Work to be completed:
Transcribe all of the items below word for word, leaving every line unchanged.

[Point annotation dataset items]
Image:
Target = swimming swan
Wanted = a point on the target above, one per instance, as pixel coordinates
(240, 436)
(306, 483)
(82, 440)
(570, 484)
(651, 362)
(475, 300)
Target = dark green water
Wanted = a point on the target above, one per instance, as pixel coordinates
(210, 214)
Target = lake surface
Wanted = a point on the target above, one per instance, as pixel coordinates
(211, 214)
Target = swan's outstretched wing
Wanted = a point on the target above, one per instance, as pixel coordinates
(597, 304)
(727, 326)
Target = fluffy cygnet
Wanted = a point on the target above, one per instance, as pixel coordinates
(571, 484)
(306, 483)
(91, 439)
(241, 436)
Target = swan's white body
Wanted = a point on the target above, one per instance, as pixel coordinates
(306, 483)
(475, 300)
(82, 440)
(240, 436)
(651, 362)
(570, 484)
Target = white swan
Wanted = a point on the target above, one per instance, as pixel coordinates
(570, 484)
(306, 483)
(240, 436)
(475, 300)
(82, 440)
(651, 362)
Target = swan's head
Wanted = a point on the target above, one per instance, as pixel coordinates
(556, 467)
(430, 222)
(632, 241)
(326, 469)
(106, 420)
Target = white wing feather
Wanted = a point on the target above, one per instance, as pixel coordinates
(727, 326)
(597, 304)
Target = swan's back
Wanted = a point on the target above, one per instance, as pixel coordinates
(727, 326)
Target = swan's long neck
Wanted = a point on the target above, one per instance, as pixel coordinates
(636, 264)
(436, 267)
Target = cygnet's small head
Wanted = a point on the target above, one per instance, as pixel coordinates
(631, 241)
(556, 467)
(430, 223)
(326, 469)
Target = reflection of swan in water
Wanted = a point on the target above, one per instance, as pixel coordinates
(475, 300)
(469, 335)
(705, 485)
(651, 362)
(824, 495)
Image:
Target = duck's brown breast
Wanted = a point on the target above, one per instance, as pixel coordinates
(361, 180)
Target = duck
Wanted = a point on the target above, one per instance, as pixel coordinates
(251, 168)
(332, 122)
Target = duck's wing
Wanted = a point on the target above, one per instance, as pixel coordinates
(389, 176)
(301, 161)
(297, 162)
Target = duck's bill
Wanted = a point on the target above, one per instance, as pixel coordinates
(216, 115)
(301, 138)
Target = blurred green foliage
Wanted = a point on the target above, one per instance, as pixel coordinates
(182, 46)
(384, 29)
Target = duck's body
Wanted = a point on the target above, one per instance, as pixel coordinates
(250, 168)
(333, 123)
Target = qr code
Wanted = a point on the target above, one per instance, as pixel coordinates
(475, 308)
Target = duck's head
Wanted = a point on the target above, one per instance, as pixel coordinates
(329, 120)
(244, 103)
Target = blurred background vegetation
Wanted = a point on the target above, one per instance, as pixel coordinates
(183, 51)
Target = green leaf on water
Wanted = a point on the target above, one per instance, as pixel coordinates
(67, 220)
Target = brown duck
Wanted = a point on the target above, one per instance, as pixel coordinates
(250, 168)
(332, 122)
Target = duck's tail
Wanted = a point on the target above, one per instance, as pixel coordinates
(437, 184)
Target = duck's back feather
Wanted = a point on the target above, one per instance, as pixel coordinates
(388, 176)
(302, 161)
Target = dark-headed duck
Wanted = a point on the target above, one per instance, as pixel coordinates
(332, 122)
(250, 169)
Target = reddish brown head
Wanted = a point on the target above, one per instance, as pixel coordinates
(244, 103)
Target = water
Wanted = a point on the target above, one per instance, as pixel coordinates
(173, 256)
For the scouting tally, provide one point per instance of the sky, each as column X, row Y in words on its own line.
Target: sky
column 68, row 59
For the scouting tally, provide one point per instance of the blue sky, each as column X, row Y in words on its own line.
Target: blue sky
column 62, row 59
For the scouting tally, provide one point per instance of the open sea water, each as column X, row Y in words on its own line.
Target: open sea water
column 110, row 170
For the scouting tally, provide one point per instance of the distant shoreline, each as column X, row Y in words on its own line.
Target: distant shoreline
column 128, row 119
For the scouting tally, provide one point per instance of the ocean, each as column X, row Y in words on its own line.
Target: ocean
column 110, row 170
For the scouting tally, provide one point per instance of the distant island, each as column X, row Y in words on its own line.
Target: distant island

Answer for the task:
Image:
Target = swimming swan
Wanted = a point on the target above, one per instance, as pixel coordinates
(240, 436)
(306, 483)
(82, 440)
(570, 484)
(651, 362)
(475, 300)
Target = dark green water
Wanted = a point on the target above, one per instance, as pixel coordinates
(210, 214)
Target = lake surface
Wanted = a point on the target above, one per instance, as pixel coordinates
(211, 214)
Target = swan's outstretched wing
Wanted = a point on the target above, one per instance, as pixel coordinates
(597, 304)
(727, 326)
Target = fluffy cygnet
Wanted = a point on the target above, one per instance, as pixel coordinates
(571, 484)
(306, 483)
(91, 439)
(241, 436)
Target = swan's white body
Wanted = a point on the target above, one per instance, as pixel coordinates
(306, 483)
(475, 300)
(82, 440)
(240, 436)
(651, 362)
(570, 484)
Target = white swan
Wanted = a point on the target above, one per instance, as pixel coordinates
(570, 484)
(306, 483)
(240, 436)
(475, 300)
(82, 440)
(651, 362)
Target = swan's head
Wanted = a point on the target above, one per instance, as pixel coordinates
(556, 467)
(430, 222)
(632, 241)
(326, 469)
(106, 420)
Target = white wing feather
Wanted = a point on the target above, one per instance, as pixel coordinates
(727, 326)
(597, 304)
Target = swan's back
Wanted = a point on the target above, one per instance, as pixel coordinates
(727, 326)
Target = swan's long neck
Wanted = a point on the target above, one per instance, as pixel coordinates
(636, 264)
(436, 267)
Target = cygnet's small head
Wanted = a point on the target above, one per instance, as pixel coordinates
(631, 241)
(556, 467)
(430, 223)
(326, 469)
Target = reflection of swan in water
Wanted = a point on the target above, one per instance, as pixel coordinates
(475, 300)
(469, 335)
(705, 485)
(651, 362)
(824, 495)
Image:
Target = duck's brown breast
Wanted = a point on the target above, one per instance, as pixel coordinates
(361, 180)
Target = duck
Wanted = a point on the target above, one per instance, as pixel coordinates
(251, 168)
(332, 122)
Target = duck's wing
Wanted = a point on the target above, one per instance, as pixel coordinates
(389, 176)
(301, 161)
(297, 162)
Target = duck's bill
Wanted = a point on the target above, one per instance, as pixel coordinates
(216, 115)
(301, 138)
Target = blurred green foliage
Wanted = a point on the target above, one per instance, as pixel coordinates
(182, 46)
(384, 29)
Target = duck's body
Wanted = a point on the target above, one per instance, as pixel coordinates
(250, 168)
(333, 123)
Target = qr code
Wanted = a point on the target above, one per instance, as pixel coordinates
(475, 308)
Target = duck's head
Wanted = a point on the target above, one per instance, as pixel coordinates
(329, 120)
(244, 103)
Target = blurred background vegetation
Wanted = a point on the target above, one per instance, as pixel coordinates
(183, 51)
Target = green leaf on water
Wanted = a point on the target above, one per instance, as pixel coordinates
(67, 220)
Target = brown duck
Wanted = a point on the target above, one per instance, as pixel coordinates
(250, 168)
(332, 122)
Target = duck's tail
Wanted = a point on the target above, one per instance, as pixel coordinates
(437, 184)
Target = duck's back feather
Wanted = a point on the target above, one per instance, as pixel coordinates
(388, 176)
(302, 161)
Target = dark-headed duck
Wanted = a point on the target above, one per instance, as pixel coordinates
(332, 122)
(250, 169)
Target = reddish brown head
Wanted = a point on the target above, one per instance, as pixel coordinates
(244, 103)
Target = water
Wanted = a point on the target above, one per instance, as pixel coordinates
(173, 256)
For the scouting tally, provide one point per instance of the sky, each as column X, row Y in words on its own line.
Target: sky
column 68, row 59
For the scouting tally, provide one point per instance of the blue sky, each as column X, row Y in words on its own line.
Target: blue sky
column 62, row 59
For the scouting tally, provide one point per instance of the open sea water, each as column X, row Y in words on its own line.
Target: open sea water
column 110, row 170
For the scouting tally, provide one point per instance of the distant shoreline, each as column X, row Y in words on its own line.
Target: distant shoreline
column 128, row 119
For the scouting tally, provide one point per instance of the ocean, each as column X, row Y in words on its own line.
Target: ocean
column 110, row 170
For the scouting tally, provide one point per instance of the distant island, each as column X, row Y in words on its own line.
Target: distant island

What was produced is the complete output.